(Items from a data source)
[Start of section]

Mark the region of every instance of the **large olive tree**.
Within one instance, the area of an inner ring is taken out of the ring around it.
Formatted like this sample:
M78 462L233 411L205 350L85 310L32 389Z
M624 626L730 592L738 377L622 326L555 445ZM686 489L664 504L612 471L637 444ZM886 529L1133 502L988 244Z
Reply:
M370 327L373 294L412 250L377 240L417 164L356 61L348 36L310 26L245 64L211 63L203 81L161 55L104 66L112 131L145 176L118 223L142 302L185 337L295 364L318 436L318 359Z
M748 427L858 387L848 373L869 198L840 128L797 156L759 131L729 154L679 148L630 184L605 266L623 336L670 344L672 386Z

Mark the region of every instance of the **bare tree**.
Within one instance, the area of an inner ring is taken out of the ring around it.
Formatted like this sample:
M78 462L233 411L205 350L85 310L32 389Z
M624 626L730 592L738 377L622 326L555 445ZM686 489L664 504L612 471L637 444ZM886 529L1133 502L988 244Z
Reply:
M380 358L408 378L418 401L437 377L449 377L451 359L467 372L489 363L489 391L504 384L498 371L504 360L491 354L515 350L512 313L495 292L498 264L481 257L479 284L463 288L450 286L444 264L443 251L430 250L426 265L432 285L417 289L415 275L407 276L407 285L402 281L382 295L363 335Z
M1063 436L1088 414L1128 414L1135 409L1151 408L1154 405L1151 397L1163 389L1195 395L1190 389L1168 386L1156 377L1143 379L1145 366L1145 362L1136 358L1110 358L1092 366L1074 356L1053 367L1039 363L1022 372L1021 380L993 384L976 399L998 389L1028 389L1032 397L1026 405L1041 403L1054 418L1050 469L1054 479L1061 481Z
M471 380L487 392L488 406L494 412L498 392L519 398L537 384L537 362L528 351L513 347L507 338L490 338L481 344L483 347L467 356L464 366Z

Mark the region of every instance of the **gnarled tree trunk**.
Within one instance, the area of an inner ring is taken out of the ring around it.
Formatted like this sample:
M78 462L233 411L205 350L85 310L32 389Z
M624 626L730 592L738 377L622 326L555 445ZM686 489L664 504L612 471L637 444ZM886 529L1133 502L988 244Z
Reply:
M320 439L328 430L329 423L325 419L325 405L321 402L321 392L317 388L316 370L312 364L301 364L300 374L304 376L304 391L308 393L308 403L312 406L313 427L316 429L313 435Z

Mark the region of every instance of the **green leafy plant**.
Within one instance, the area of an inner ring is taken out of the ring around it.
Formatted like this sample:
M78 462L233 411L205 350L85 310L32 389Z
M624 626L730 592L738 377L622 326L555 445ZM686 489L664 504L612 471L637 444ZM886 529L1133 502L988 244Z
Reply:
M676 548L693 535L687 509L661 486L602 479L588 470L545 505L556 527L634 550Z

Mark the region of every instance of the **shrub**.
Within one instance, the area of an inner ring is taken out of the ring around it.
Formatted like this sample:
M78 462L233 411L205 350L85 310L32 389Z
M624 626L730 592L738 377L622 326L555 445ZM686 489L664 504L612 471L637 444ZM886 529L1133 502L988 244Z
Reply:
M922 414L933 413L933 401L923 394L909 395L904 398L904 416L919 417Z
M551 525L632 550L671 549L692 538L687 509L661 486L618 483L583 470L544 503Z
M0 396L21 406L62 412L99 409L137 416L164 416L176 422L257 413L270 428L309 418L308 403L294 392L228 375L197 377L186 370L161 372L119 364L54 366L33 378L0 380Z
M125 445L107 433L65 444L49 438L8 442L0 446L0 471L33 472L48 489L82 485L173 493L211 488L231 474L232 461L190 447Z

[End of section]

— Work to be completed —
Repeat all the lines above verbatim.

— Task solution —
Mark the region of every instance of the **large olive tree**.
Within one instance, the area of an inner ring is taken out of the ring around it.
Formatted like this sample:
M78 462L233 411L205 350L85 310L32 389Z
M624 626L730 592L738 377L622 326L555 445ZM686 489L664 504L612 471L637 444ZM886 529L1133 502L988 244Z
Reply:
M370 327L373 294L412 250L377 240L417 164L356 61L348 36L310 26L245 64L211 63L203 81L161 55L104 66L112 131L145 176L118 223L142 302L185 337L295 364L318 436L318 359Z
M748 427L858 387L848 373L869 198L840 128L797 156L759 131L729 154L679 148L630 184L605 266L623 336L670 344L672 386Z

Mark the region of every instance of the **bare tree**.
Within one instance, the area of an inner ring is taken out of the ring around it.
Formatted like this sample:
M78 462L233 411L205 350L85 310L32 389Z
M624 626L730 592L738 377L622 326L555 445ZM686 489L664 504L612 471L637 444ZM886 529L1133 502L988 244Z
Reply:
M380 358L408 378L418 401L437 377L449 377L451 359L467 372L489 363L489 391L504 384L498 371L504 360L491 354L515 350L512 313L495 292L498 264L481 257L479 284L463 288L450 286L444 264L443 251L430 250L426 265L432 285L417 289L415 275L407 276L407 285L402 281L382 295L363 335Z
M1063 436L1088 414L1128 414L1135 409L1151 408L1154 405L1151 397L1163 389L1195 395L1190 389L1168 386L1156 377L1143 379L1145 366L1145 362L1136 358L1110 358L1092 366L1074 356L1053 367L1039 363L1022 372L1021 380L993 384L976 399L998 389L1028 389L1032 397L1026 405L1041 403L1054 418L1050 469L1054 479L1061 481Z
M471 380L487 392L488 406L494 412L498 392L519 398L537 384L537 362L528 351L513 347L507 338L490 338L481 344L483 347L467 356L464 366Z

Mark the region of every instance of the **gnarled tree trunk**.
Within one instance, the area of an inner ring is taken out of the ring around it.
Formatted like this sample:
M78 462L233 411L205 350L85 310L32 389Z
M624 626L730 592L738 377L622 326L555 445ZM686 489L664 504L612 471L637 444ZM886 529L1133 502L988 244Z
Reply:
M320 439L328 430L329 423L325 419L325 405L321 402L321 392L317 388L316 370L312 364L301 364L300 374L304 376L304 391L308 393L308 403L312 406L313 427L316 429L313 435Z

Mark the region of every instance of the **green leafy plant**.
Within one instance, the area of an inner ring is taken out of the ring around it.
Formatted like this sample:
M78 462L233 411L205 350L85 310L32 389Z
M624 626L730 592L738 377L622 326L555 445ZM686 489L664 504L612 471L637 444ZM886 529L1133 502L988 244Z
Reply:
M676 548L693 535L687 509L661 486L602 479L588 470L545 505L556 527L634 550Z

Mark the region of every instance of the **shrub**.
Within one instance, the area of an inner ring is taken out of the ring around it.
Formatted like this sample:
M78 462L233 411L205 350L85 310L32 389Z
M624 626L730 592L738 377L622 326L555 445ZM686 489L664 504L612 471L637 444ZM886 529L1133 502L988 244Z
Reply:
M922 414L933 413L933 401L923 394L909 395L904 398L904 416L919 417Z
M551 525L632 550L671 549L692 538L687 509L661 486L618 483L583 470L544 503Z
M0 396L21 406L62 412L99 409L137 416L164 416L176 422L257 413L270 428L309 418L308 403L294 392L228 375L197 377L186 370L161 372L119 364L54 366L33 378L0 380Z
M125 445L107 433L65 444L49 438L8 442L0 446L0 471L33 472L48 489L82 485L173 493L211 488L231 474L232 461L190 447Z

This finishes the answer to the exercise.